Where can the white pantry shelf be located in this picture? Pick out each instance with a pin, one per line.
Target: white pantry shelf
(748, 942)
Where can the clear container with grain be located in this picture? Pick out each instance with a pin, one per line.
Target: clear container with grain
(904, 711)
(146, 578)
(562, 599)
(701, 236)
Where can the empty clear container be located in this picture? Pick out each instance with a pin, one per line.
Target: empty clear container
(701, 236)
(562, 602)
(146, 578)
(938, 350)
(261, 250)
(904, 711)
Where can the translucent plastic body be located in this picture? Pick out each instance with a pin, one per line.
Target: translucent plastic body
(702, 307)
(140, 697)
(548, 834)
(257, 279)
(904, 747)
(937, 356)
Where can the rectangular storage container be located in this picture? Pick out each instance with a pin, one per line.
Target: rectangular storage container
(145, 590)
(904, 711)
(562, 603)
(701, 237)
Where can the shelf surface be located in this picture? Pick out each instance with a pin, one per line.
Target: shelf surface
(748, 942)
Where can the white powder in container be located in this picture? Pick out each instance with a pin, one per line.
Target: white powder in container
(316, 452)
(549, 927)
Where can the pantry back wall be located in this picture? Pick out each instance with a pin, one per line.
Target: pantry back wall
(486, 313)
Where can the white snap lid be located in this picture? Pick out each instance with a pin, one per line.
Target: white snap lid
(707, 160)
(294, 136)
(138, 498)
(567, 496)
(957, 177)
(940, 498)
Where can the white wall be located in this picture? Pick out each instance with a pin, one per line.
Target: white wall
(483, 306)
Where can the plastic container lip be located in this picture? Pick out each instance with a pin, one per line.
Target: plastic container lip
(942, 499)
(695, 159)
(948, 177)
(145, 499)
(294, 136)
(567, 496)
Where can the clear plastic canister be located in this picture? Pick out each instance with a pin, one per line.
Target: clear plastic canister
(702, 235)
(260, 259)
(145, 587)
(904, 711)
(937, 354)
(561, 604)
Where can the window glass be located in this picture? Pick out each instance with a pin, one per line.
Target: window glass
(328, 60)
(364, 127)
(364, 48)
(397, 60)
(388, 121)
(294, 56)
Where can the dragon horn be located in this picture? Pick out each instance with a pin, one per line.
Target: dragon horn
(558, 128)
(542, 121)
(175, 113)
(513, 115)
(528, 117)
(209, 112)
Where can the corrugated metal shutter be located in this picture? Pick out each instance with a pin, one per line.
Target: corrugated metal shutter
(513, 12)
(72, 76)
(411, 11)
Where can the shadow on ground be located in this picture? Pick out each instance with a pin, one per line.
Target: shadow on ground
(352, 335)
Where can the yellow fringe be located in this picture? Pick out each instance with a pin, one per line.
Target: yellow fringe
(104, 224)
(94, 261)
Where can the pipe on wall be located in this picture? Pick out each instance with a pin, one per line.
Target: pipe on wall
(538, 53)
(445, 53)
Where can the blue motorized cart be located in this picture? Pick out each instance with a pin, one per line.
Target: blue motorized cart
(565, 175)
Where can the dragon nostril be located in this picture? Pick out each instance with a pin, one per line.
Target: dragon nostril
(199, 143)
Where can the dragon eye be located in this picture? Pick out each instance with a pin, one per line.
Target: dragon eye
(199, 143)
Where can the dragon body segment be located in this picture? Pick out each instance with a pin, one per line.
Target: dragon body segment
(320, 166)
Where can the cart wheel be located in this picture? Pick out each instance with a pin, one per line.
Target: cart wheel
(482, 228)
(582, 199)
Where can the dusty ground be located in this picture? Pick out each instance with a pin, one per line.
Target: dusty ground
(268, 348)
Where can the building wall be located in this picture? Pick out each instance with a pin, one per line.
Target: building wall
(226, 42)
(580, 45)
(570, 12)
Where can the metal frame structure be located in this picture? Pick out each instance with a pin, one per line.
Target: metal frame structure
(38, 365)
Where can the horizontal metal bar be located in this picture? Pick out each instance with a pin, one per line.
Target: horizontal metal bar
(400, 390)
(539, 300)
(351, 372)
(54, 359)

※

▸ **SHORT TASK**
Reproduce all of the items above verbatim, every line in its original order.

▸ **EXERCISE OUTPUT**
Where can the white pantry shelf be located in this picture? Pick out each instance with a pin, one per line.
Target: white pantry shelf
(748, 942)
Where can the clear container with grain be located in this picture? Pick out each instance with a pin, one per line.
Target: clear container with grain
(904, 711)
(146, 578)
(562, 599)
(701, 236)
Where can the empty clear container be located in this picture? Pick out each instance with a pin, one per line.
Target: empty clear container
(701, 236)
(562, 602)
(146, 578)
(938, 350)
(261, 250)
(904, 711)
Where can the translucent plastic body be located in this picture? Pick out each instance with a pin, one per line.
Target: translucent plastic body
(702, 307)
(140, 697)
(548, 834)
(257, 279)
(904, 747)
(937, 356)
Where can the rectangular storage container be located in this picture? Pick out each instance with a pin, one per line.
Target: rectangular storage container
(145, 590)
(904, 711)
(562, 603)
(701, 237)
Where can the shelf surface be located in this picture? Pick out each instance with a pin, one per line.
Target: shelf surface
(748, 942)
Where can the white powder in container be located in this picture? Pick out each instance with a pin, one per line.
Target: white powder in container
(316, 452)
(549, 927)
Where can the pantry back wall be located in this picture? Pick out each instance with a pin, one per line.
Target: pantry back wall
(486, 313)
Where can the white snap lid be located in this picture? Pick out each instance with a pin, one per line.
Target: white snap lid
(707, 160)
(294, 136)
(138, 498)
(567, 496)
(957, 177)
(940, 498)
Where can the white wall be located in this picture? Pick out each instance with a pin, one per line.
Target: white wall
(483, 306)
Where can the plastic container lip be located in this picture? Pick out each instance with a pin, one per line.
Target: plastic container lip
(942, 499)
(695, 159)
(948, 177)
(145, 499)
(294, 136)
(567, 496)
Where can the clear plastic canister be located in this picture? Pick out each instance with a pin, one per line.
Target: clear plastic canister
(702, 235)
(260, 259)
(145, 587)
(904, 711)
(937, 354)
(561, 604)
Where can the window glass be located in this picture? Pick out each instance with a pin, one per line.
Target: window glass
(328, 60)
(364, 127)
(364, 48)
(397, 60)
(388, 121)
(294, 56)
Where can the dragon horn be located in this picture? Pick out each instance with a pin, one per line.
Target: dragon horn
(558, 128)
(542, 121)
(175, 113)
(513, 115)
(528, 117)
(209, 112)
Where can the corrugated metal shutter be located in this picture? Pick out each instance with a pin, one per line.
Target: corrugated metal shutter
(513, 12)
(72, 76)
(411, 11)
Where can the shadow on ground be located in this picture? Pick out each instance with a pin, one per line.
Target: shadow on ground
(352, 335)
Where can the yellow fringe be located in this picture? Pick out each instance with a pin, one per line.
Target: yellow fringe
(104, 224)
(94, 261)
Where can the pipe on wall be located in this picture? Pick out each instance with a pin, one per line.
Target: pipe on wall
(538, 53)
(445, 53)
Where can the blue motorized cart be located in this picture? Pick out each instance with a pin, one per line.
Target: blue motorized cart
(565, 175)
Where can the dragon nostril be located in this picture? Pick out each instance with a pin, one per line.
Target: dragon nostril
(199, 143)
Where can the dragon eye be located in this picture? Pick out each instance with a pin, one per line.
Target: dragon eye
(199, 143)
Where can the dragon body segment be located in this picture? Pick out each instance with a pin, one per line.
Target: dragon body segment
(320, 166)
Where can the cart wheel be located in this picture? Pick out each instance with a pin, one per line.
Target: cart wheel
(482, 228)
(582, 199)
Where can the dusty ground be located in this picture? Pick out each instance with a pin, one per line.
Target: dusty ground
(268, 348)
Where can the building wall be located in this picture? Pick out each instance with a pin, one per line.
Target: building wall
(226, 42)
(580, 45)
(570, 12)
Where can the metal frame structure be located in this picture? Pick out each instance with a pin, one per line.
Target: metal frame structure
(38, 365)
Where can the horizontal metal bar be located in this picture? Pick out each instance with a pin, one per line.
Target: horizontal metal bar
(400, 390)
(539, 300)
(351, 372)
(54, 359)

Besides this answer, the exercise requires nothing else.